What to produce ▸
Return every line from the records below that contains the string "sole", copied in full. Case counts when matching.
***** Record list
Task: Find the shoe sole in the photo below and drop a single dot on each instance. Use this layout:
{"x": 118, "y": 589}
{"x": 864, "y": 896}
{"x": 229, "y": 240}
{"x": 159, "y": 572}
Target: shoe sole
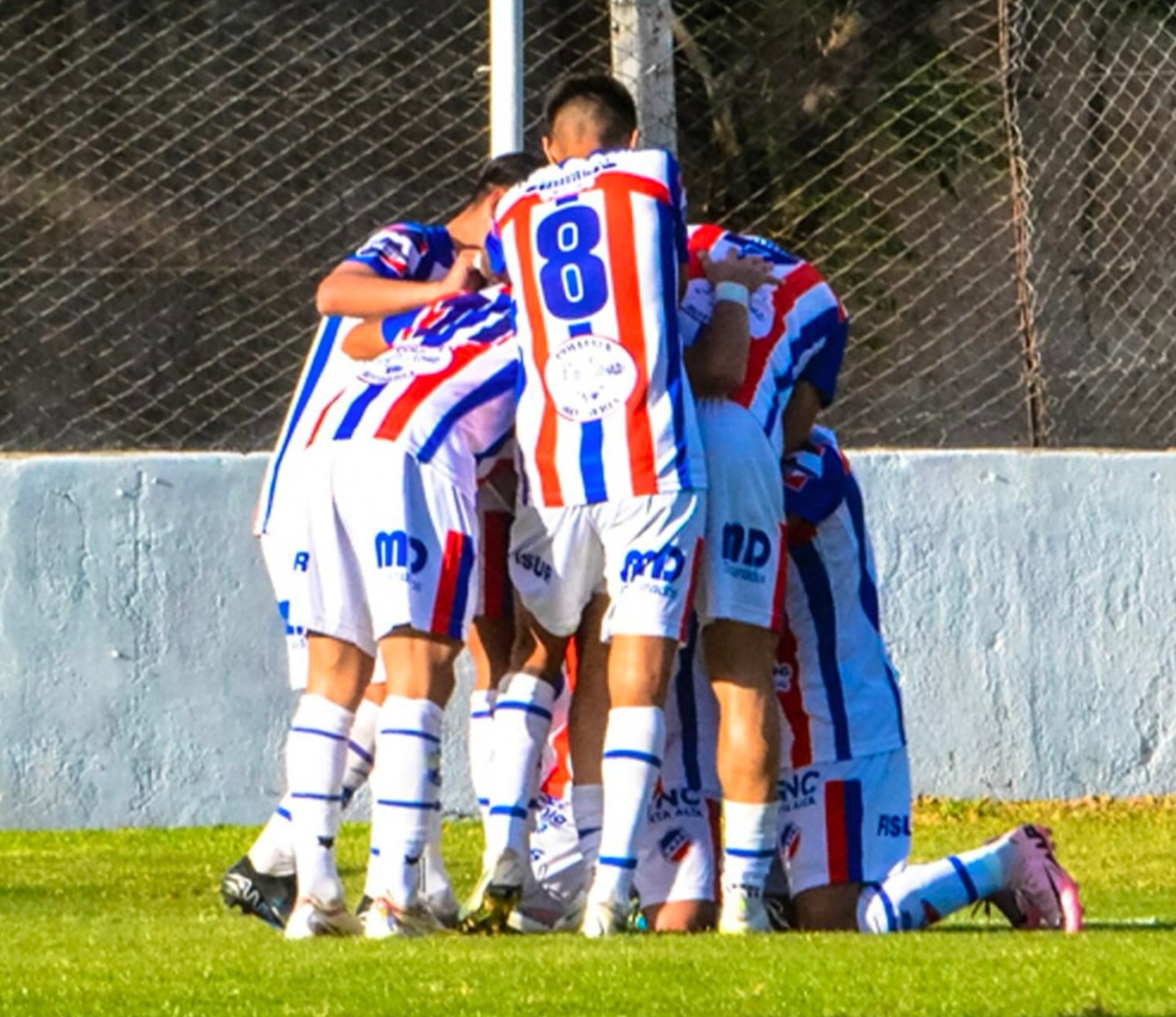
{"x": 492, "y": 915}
**********
***** Record list
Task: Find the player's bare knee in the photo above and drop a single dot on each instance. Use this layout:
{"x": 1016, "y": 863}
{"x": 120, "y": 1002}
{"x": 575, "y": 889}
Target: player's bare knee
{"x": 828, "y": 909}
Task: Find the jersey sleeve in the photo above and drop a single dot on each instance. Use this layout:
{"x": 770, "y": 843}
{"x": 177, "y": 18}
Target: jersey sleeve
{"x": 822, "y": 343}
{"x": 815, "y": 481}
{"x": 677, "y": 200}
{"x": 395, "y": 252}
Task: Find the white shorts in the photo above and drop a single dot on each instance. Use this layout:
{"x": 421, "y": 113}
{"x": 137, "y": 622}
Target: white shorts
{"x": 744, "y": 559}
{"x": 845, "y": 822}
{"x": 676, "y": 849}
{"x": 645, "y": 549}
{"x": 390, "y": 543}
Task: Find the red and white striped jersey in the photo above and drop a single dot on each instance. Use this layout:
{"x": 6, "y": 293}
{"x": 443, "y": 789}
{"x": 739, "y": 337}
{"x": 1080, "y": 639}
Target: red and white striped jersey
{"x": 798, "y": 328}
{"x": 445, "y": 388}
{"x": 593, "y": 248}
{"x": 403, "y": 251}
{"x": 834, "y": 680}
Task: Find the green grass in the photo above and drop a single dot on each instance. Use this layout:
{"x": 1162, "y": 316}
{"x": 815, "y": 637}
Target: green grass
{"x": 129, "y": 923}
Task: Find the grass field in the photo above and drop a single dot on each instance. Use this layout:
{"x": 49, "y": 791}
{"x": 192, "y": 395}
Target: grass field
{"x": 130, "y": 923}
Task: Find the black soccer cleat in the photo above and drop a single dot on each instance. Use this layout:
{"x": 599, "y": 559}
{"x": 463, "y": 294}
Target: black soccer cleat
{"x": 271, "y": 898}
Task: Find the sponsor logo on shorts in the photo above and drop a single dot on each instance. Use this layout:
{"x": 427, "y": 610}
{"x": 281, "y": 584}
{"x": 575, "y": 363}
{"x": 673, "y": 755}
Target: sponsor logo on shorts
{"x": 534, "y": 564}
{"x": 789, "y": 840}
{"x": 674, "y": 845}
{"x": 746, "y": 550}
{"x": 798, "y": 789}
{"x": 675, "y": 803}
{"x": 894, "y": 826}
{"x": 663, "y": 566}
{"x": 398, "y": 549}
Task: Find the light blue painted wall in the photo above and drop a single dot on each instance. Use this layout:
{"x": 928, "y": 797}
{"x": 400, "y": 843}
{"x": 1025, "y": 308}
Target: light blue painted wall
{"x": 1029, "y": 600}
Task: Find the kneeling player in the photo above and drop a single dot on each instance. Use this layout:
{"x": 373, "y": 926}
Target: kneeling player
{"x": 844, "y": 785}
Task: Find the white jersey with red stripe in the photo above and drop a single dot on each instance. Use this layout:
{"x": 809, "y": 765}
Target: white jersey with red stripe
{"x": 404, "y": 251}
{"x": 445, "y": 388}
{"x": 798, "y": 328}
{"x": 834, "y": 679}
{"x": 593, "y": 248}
**********
Task solution ▸
Task: Find the shoe sole in the photo below and drop a single dot on each instance. Use this layout:
Target: shoe sole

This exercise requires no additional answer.